* Items from a dataset *
————

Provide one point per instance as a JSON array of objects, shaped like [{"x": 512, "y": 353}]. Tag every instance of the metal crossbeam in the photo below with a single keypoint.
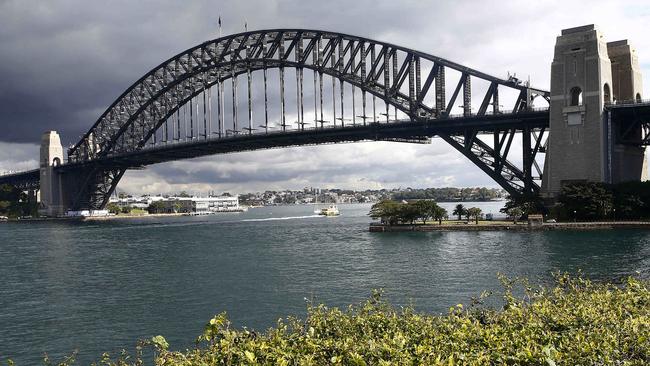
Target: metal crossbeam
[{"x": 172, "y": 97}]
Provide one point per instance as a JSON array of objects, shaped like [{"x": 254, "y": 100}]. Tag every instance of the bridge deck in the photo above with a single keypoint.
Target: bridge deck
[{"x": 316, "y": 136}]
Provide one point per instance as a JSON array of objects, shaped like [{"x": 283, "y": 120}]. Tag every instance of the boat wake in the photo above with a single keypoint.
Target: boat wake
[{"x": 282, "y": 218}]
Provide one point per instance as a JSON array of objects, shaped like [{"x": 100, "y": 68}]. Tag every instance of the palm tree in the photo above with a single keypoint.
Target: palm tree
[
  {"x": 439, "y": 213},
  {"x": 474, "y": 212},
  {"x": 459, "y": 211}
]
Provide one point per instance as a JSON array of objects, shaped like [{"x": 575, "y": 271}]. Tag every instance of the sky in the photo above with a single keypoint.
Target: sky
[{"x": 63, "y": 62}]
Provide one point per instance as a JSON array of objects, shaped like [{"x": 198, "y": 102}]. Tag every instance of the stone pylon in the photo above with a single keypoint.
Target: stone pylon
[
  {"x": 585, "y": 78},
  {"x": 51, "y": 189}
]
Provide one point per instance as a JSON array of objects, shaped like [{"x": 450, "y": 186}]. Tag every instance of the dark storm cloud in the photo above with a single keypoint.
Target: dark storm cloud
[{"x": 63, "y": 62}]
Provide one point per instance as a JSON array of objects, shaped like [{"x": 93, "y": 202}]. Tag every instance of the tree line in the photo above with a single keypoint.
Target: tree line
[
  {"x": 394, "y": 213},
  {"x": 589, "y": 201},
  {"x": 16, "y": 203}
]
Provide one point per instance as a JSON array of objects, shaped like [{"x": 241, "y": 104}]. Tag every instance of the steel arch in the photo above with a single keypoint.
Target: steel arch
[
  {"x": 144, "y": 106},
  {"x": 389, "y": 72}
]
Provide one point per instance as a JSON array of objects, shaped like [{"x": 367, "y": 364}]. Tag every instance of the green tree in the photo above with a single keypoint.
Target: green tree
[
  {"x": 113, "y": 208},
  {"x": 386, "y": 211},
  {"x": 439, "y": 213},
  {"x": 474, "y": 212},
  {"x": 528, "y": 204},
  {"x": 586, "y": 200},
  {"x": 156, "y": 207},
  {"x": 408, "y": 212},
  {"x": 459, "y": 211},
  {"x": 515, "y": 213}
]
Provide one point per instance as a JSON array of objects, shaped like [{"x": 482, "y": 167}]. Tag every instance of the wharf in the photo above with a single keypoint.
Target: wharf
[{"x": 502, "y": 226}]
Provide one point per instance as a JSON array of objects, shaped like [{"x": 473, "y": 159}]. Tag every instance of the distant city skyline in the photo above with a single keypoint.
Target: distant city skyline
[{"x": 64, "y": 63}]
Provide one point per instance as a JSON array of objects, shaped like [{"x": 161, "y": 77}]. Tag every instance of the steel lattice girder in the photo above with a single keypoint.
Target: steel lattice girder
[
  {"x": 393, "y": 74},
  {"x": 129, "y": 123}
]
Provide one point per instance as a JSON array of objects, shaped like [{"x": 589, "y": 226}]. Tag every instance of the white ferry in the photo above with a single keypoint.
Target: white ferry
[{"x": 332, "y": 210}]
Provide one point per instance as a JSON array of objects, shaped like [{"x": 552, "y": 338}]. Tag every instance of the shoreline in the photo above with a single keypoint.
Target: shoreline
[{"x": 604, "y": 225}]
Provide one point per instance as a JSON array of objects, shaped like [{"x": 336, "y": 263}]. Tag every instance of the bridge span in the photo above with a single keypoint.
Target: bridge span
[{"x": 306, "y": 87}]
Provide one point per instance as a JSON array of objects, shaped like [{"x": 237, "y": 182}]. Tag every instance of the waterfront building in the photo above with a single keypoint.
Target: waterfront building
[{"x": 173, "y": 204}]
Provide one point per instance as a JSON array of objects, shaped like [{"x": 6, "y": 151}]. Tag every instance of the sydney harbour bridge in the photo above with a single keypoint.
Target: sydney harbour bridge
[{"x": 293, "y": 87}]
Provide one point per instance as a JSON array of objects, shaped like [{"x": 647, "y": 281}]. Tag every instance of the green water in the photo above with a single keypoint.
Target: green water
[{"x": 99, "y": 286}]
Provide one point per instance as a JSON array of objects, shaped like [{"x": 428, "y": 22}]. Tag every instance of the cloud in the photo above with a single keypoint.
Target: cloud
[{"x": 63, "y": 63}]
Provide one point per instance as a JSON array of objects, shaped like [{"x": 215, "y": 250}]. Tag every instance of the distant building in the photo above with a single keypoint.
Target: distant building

————

* Aim of the exercise *
Repeat exactly, and only, the lines from the line with "the green water" through the end of the listing above, both ends included.

* Answer to the problem *
Provide one point per instance as a JSON array of objects, shaped like [{"x": 647, "y": 281}]. Tag every instance of the green water in the photo above with a single keypoint.
Target: green water
[{"x": 99, "y": 286}]
Provide one point per instance as a JSON array of objects, shaped like [{"x": 428, "y": 22}]. Tag every instance of the cloud in the photo above with a single keypoint.
Target: cloud
[{"x": 63, "y": 63}]
Provide one point per instance as a JSON array of objects, shaped like [{"x": 215, "y": 250}]. Tag every instance of the distant building in the photo above with a single keypoint.
Target: distant building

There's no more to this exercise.